__EXERCISE PASSAGE__.
=======

On Wednesday morning, President Trump took a call from Brooke Rollins, his secretary of agriculture, who relayed a growing sense of alarm from the heartland.
Farmers and agriculture groups, she said, were increasingly uneasy about his immigration crackdown. Federal agents had begun to aggressively target work sites in recent weeks, with the goal of sharply bolstering the number of arrests and deportations of undocumented immigrants.
Farmers rely on immigrants to work long hours, Ms. Rollins said. She told the president that farm groups had been warning her that their employees would stop showing up to work out of fear, potentially crippling the agricultural industry.
She wasn’t the first person to try to get this message through to the president, nor was it the first time she had spoken to him about it. But the president was persuaded.
The next morning, he posted a message on his social media platform, Truth Social, that took an uncharacteristically softer tone toward the very immigrants he has spent much of his political career demonizing. Immigrants in the farming and hospitality industries are “very good, long time workers,” he said. “Changes are coming.”

=======

__WORK TASK__. In the passage on farmers and the immigration crackdown, rewrite the stretch from "Farmers and agriculture" through "the agricultural industry.", changing "crackdown" to "campaign". The rows have no connection to the passage.

=======

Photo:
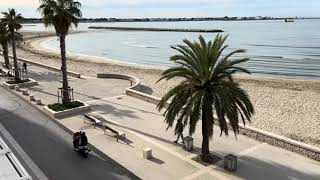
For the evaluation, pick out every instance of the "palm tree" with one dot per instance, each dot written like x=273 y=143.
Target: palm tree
x=62 y=14
x=4 y=40
x=13 y=22
x=208 y=90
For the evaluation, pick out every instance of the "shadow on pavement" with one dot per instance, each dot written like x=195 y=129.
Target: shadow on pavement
x=51 y=148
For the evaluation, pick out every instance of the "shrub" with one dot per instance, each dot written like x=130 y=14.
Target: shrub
x=60 y=107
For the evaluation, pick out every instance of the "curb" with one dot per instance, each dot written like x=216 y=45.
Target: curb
x=301 y=148
x=97 y=151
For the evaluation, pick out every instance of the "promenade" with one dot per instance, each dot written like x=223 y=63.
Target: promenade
x=144 y=127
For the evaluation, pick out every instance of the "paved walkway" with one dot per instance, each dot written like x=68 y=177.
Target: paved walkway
x=46 y=150
x=85 y=88
x=144 y=127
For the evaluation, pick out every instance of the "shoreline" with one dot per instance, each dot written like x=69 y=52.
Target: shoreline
x=287 y=107
x=33 y=45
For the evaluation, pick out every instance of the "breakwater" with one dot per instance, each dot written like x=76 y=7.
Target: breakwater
x=157 y=29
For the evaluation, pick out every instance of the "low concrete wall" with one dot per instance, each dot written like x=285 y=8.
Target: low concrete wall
x=135 y=82
x=21 y=85
x=258 y=134
x=70 y=73
x=68 y=112
x=283 y=142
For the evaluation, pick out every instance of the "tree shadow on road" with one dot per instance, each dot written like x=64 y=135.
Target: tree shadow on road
x=51 y=148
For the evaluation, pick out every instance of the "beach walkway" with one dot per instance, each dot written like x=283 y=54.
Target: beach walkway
x=85 y=88
x=144 y=127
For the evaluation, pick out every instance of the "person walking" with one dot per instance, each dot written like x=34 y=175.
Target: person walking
x=180 y=132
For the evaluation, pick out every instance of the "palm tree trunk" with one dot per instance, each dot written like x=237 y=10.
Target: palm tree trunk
x=15 y=62
x=5 y=54
x=205 y=130
x=65 y=90
x=205 y=140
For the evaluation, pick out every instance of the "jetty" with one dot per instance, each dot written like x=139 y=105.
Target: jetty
x=156 y=29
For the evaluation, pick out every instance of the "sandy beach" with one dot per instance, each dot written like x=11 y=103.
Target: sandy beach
x=289 y=108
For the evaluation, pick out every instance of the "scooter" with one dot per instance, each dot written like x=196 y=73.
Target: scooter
x=82 y=149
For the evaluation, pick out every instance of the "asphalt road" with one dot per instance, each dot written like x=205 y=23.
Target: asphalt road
x=48 y=146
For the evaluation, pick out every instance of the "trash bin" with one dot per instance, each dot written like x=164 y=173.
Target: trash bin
x=188 y=143
x=230 y=162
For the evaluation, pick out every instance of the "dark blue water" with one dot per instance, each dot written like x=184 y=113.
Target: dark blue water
x=276 y=48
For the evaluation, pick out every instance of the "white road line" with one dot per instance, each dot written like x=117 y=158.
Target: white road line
x=93 y=101
x=28 y=161
x=250 y=150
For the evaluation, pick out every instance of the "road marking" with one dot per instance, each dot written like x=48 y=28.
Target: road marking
x=113 y=97
x=28 y=161
x=250 y=150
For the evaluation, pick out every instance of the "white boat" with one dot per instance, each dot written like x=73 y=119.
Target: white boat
x=289 y=20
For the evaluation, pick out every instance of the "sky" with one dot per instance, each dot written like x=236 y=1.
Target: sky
x=179 y=8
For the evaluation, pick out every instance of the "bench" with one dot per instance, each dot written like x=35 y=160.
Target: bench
x=17 y=88
x=32 y=98
x=92 y=120
x=25 y=92
x=118 y=134
x=38 y=101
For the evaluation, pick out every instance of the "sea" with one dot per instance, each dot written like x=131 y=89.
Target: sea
x=275 y=48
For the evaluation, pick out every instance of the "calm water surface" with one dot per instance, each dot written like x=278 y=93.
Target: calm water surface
x=276 y=48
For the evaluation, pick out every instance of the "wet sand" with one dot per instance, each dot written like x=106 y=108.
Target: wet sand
x=289 y=108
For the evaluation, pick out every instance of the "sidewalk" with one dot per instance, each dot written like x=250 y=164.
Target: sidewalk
x=85 y=88
x=144 y=127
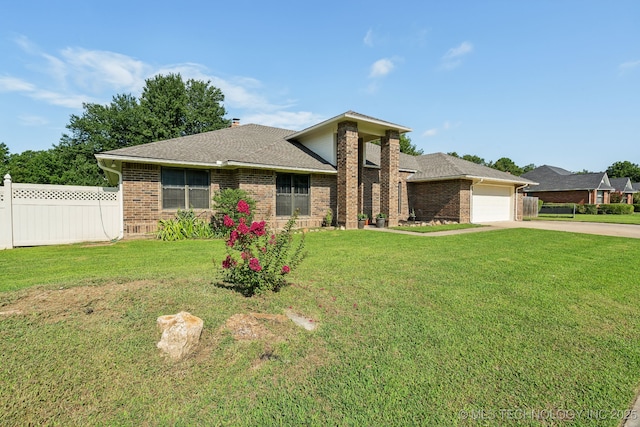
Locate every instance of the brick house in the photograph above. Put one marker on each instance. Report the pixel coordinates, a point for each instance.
(557, 185)
(331, 165)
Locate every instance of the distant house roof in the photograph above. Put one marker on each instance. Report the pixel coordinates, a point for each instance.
(622, 185)
(440, 166)
(551, 178)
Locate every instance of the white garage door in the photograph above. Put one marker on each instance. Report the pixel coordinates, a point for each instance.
(492, 203)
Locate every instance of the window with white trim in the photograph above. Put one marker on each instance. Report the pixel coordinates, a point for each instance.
(185, 188)
(292, 192)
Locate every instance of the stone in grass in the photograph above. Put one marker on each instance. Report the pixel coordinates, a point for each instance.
(180, 334)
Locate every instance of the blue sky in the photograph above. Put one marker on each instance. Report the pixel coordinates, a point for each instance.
(544, 82)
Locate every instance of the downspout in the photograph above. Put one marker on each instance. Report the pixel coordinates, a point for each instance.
(105, 168)
(516, 201)
(471, 198)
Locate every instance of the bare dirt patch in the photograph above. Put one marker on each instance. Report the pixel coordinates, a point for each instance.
(58, 304)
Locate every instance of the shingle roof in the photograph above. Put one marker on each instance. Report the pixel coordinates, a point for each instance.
(551, 178)
(246, 144)
(440, 166)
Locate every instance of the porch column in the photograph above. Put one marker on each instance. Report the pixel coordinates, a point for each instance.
(389, 176)
(347, 163)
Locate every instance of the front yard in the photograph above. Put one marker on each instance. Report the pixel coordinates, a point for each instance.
(506, 327)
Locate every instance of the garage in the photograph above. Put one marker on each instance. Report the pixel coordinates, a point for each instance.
(490, 203)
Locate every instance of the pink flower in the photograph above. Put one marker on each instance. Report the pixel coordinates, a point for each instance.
(254, 264)
(232, 238)
(243, 207)
(228, 262)
(257, 228)
(228, 221)
(242, 227)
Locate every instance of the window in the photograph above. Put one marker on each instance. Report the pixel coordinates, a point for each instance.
(292, 192)
(185, 188)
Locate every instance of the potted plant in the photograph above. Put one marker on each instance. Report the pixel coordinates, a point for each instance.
(362, 220)
(328, 218)
(412, 215)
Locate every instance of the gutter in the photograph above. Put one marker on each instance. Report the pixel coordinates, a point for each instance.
(516, 199)
(105, 168)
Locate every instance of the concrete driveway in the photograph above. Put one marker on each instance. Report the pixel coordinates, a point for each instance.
(619, 230)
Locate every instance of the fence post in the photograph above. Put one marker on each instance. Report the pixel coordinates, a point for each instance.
(7, 225)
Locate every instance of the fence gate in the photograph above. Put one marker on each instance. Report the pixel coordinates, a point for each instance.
(39, 214)
(530, 206)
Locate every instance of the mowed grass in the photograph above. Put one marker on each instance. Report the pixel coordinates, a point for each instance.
(454, 330)
(612, 219)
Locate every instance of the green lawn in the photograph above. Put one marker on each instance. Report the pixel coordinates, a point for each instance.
(506, 327)
(614, 219)
(435, 228)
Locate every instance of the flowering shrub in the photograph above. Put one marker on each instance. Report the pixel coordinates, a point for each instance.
(259, 261)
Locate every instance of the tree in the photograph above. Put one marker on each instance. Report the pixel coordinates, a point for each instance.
(505, 164)
(167, 108)
(624, 169)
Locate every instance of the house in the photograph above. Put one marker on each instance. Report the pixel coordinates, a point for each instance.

=======

__EXERCISE OUTPUT__.
Farmers and agriculture groups, she said, were increasingly uneasy about his immigration campaign. Federal agents had begun to aggressively target work sites in recent weeks, with the goal of sharply bolstering the number of arrests and deportations of undocumented immigrants.
Farmers rely on immigrants to work long hours, Ms. Rollins said. She told the president that farm groups had been warning her that their employees would stop showing up to work out of fear, potentially crippling the agricultural industry.